** THE TASK **
Pick out each line of the listing below that contains the word "white", and copy those lines.

+ + + + + + +

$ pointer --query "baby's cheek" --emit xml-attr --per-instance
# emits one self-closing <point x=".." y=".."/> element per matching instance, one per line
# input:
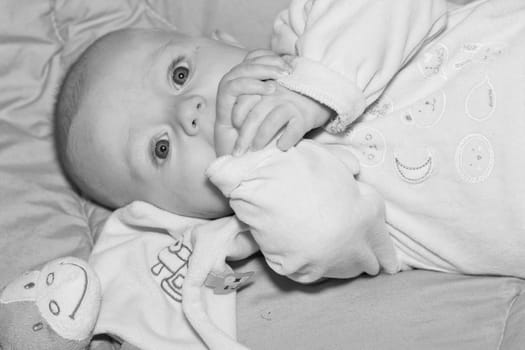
<point x="224" y="138"/>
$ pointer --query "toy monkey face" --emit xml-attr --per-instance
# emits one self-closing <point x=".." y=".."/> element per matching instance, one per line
<point x="64" y="294"/>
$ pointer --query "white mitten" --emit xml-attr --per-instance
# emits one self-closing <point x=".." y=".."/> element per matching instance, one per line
<point x="308" y="214"/>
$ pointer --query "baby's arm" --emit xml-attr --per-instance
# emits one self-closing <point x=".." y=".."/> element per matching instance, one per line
<point x="344" y="53"/>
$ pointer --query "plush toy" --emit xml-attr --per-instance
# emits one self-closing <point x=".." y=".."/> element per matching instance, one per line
<point x="52" y="309"/>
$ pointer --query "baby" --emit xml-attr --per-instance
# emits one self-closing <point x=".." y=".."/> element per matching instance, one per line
<point x="136" y="119"/>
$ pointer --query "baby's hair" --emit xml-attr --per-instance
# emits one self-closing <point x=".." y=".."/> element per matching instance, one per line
<point x="72" y="91"/>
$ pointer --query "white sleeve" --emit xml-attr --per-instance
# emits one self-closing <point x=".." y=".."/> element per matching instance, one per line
<point x="344" y="52"/>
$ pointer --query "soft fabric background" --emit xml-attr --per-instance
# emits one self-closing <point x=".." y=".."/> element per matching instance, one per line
<point x="41" y="217"/>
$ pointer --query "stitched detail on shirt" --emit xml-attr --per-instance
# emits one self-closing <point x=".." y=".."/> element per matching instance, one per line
<point x="480" y="103"/>
<point x="474" y="158"/>
<point x="414" y="174"/>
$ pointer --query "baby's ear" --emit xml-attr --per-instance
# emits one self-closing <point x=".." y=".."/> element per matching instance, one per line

+ + + + + + +

** COMPLETED TASK **
$ pointer --query "white mitten" --emit xml-attr --per-instance
$ pointer --query "white sleeve" --emit xml-attr --per-instance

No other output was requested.